### TEXT SEGMENT

Overclocked my i7 6850k to 4.4 ghz by changing bclk - it seems stable. 
Calmed down for a moment...


----------



## Gasaraki (Dec 20, 2018)

xkm1948 said:


> KB4100347
> 
> *Summary*
> 
> ...



Which doesn't affect overclocking which is done in the BIOS settings. Windows can't stop you overclocking in your BIOS.


----------



## MrGenius (Dec 20, 2018)

Gasaraki said:


> Which doesn't affect overclocking which is done in the BIOS settings. Windows can't stop you overclocking in your BIOS.


You can hypothesize all you want. It doesn't make you right. Especially when real world evidence suggests otherwise.

Look. The scenario is this. The motherboard BIOS has a microcode for the CPU. Windows also has a microcode for the CPU in System 32. Windows will not use the microcode in the motherboard BIOS unless that's all there is for it to use. Windows does this because the microcode it has in System 32 is updated with Spectre protection(via the September KB4100437 update), or for whatever other reason it deems the microcode in System 32 to be superior to(or even just as good as) the microcode in the motherboard BIOS. Which is a "good" thing. Except when it breaks CPU overclocking and/or causes significant performance loss. Then it's not such a "good" thing.

######
### DATASET EXTRACT

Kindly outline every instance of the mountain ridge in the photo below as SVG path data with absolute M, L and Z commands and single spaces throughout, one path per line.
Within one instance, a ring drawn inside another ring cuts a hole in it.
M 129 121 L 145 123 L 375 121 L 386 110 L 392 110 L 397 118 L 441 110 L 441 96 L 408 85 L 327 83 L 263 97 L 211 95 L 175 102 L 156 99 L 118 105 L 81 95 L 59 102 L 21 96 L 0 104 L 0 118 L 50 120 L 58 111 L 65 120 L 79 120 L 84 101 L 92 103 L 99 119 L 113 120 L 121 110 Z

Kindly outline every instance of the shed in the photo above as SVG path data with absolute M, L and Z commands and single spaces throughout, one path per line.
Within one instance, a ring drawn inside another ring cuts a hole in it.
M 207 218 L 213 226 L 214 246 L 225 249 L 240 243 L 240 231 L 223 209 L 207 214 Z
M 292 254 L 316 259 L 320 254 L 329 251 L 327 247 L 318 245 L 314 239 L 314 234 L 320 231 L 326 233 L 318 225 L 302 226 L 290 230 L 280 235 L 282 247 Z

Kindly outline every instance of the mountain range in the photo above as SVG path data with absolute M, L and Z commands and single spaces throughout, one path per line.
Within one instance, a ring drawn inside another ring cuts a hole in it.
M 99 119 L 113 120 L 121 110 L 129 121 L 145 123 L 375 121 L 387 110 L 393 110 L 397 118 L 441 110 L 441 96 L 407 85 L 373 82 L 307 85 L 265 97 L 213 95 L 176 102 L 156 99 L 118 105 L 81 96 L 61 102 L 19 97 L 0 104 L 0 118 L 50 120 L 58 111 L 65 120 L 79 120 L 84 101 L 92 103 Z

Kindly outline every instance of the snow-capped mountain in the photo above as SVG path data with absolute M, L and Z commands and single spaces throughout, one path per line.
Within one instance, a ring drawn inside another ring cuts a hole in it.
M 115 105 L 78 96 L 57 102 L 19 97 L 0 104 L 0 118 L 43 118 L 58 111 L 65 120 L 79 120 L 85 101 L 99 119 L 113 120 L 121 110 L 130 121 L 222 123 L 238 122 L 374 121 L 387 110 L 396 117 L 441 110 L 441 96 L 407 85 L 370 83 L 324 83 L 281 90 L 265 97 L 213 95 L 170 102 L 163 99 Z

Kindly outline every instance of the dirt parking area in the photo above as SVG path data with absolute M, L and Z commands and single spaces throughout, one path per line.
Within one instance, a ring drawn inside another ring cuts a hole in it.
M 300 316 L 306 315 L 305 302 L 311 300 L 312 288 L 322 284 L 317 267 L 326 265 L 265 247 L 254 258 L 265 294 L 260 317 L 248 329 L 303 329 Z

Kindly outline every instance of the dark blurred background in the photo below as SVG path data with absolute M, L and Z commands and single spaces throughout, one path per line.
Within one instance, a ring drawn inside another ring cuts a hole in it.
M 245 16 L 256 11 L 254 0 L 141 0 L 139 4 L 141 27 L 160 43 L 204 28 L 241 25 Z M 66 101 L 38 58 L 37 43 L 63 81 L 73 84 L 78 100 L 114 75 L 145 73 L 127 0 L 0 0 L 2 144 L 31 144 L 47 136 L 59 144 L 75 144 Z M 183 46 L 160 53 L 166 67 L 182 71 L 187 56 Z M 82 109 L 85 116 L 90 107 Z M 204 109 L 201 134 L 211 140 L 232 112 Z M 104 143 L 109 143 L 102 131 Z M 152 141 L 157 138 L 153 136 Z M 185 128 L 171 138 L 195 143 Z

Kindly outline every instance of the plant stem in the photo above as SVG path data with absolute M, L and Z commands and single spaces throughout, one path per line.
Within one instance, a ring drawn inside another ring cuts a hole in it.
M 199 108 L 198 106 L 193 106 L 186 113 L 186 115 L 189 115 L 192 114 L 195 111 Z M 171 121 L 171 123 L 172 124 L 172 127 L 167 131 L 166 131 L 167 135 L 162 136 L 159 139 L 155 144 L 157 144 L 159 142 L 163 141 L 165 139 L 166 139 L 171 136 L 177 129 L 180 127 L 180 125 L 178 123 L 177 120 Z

######
### DATASET EXTRACT

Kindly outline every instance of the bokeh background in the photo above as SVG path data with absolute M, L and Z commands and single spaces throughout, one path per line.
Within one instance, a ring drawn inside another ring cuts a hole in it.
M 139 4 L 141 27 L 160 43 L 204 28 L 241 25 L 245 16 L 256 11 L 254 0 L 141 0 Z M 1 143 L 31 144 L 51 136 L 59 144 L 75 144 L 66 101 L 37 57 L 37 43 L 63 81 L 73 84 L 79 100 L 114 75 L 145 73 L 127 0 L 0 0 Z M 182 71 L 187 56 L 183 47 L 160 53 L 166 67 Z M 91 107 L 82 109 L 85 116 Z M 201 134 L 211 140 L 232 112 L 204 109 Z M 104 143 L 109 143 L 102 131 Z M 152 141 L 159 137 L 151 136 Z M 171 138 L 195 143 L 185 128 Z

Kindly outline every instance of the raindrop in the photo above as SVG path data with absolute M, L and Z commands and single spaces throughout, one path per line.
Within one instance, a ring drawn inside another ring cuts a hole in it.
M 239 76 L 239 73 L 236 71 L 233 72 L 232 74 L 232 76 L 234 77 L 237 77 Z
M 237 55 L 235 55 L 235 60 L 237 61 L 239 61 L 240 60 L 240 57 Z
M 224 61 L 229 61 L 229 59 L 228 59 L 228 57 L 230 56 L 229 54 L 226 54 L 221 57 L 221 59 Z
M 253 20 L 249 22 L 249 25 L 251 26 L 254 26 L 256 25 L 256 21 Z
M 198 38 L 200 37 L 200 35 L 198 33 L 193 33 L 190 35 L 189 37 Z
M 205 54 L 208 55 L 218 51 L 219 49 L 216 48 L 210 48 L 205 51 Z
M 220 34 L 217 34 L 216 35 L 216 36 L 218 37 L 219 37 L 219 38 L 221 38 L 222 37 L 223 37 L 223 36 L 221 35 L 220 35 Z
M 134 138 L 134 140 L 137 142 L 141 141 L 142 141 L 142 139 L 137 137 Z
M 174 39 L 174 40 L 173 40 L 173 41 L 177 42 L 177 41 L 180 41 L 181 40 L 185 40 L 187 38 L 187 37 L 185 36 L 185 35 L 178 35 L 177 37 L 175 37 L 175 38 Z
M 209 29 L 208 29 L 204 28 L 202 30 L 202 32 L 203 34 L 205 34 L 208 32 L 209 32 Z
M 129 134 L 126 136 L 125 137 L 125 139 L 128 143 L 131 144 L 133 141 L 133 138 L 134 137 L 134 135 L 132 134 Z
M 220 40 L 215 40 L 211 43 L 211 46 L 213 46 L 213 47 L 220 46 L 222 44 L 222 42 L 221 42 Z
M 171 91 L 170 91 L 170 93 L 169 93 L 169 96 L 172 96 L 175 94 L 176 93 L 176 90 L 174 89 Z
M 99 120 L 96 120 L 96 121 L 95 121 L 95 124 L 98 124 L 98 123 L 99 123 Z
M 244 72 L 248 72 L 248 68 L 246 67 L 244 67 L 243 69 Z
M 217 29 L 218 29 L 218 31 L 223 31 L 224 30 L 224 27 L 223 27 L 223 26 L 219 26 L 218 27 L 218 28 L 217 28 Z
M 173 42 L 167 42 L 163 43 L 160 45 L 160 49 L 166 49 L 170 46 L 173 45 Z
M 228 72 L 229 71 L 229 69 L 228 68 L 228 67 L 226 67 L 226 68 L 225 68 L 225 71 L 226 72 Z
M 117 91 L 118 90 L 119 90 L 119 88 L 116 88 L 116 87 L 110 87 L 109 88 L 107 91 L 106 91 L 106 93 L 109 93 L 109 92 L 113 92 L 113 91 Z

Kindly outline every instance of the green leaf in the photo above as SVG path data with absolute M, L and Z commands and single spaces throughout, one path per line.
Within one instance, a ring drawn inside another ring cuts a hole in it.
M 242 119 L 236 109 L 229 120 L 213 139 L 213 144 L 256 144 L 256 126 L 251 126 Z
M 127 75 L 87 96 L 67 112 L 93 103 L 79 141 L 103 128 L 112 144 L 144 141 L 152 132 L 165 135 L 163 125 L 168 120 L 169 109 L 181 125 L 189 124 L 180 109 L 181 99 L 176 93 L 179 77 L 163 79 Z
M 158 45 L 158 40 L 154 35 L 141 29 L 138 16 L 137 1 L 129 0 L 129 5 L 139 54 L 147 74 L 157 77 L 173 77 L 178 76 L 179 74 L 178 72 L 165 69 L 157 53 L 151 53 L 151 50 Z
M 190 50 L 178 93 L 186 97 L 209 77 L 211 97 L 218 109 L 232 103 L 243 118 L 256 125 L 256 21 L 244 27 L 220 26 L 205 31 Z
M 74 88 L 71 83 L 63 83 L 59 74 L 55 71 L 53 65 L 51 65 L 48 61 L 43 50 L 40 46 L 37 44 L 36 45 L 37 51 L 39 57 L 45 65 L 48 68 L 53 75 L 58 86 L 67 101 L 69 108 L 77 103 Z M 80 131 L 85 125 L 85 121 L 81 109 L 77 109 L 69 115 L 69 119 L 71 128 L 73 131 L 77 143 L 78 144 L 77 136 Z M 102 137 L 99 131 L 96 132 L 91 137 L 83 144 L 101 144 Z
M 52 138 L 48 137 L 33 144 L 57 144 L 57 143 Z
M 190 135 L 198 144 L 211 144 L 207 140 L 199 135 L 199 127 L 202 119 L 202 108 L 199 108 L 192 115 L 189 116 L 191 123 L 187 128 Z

######

__EXERCISE TASK 1__.
In the overclocking forum thread, where does MrGenius say Windows keeps its own microcode for the CPU?
__EXERCISE TASK 2__.
Return the passage of the overclocking forum thread from "## MrGenius (Dec" to "evidence suggests otherwise.".
__EXERCISE TASK 3__.
Resume the overclocking forum thread after its last sentence.

__EXERCISE OUTPUT 1__.
In System 32.

__EXERCISE OUTPUT 2__.
## MrGenius (Dec 20, 2018)

Gasaraki said:


> Which doesn't affect overclocking which is done in the BIOS settings. Windows can't stop you overclocking in your BIOS.


You can hypothesize all you want. It doesn't make you right. Especially when real world evidence suggests otherwise.

__EXERCISE OUTPUT 3__.
None of this is even debatable. It just is what it is. And that's that.


----------



## Darmok N Jalad (Dec 24, 2018)

Athlonite said:


> did you watch any other videos on this as most of these were either proven to hard to implement (extensive knowledge of the hardware and alot of time for actual access to that hardware) or just down right BS claims by CTS labs (Who on their own web-page stated they were in it for monetary gain) in order to gain access to cheap AMD shares by dirtying their name in public


Hers my favorite page on the reputable CTS-labs website:
http://cts-labs.com/past-publications
Clearly, this security company is hard at work finding hardware/software flaws for our protection! Can’t wait for them to publish their findings on the AMD issues they went public with over 9 months ago.


----------



## lexluthermiester (Dec 26, 2018)

Darmok N Jalad said:


> Hers my favorite page on the reputable CTS-labs website:
> http://cts-labs.com/past-publications
> Clearly, this security company is hard at work finding hardware/software flaws for our protection! Can’t wait for them to publish their findings on the AMD issues they went public with over 9 months ago.


Not only is this completely off-topic, but it is needless as this has been discussed, at serious length, in other areas of the forum.


----------



## kime01 (May 22, 2019)

thank you all for everything you discussed here about this annoying problem.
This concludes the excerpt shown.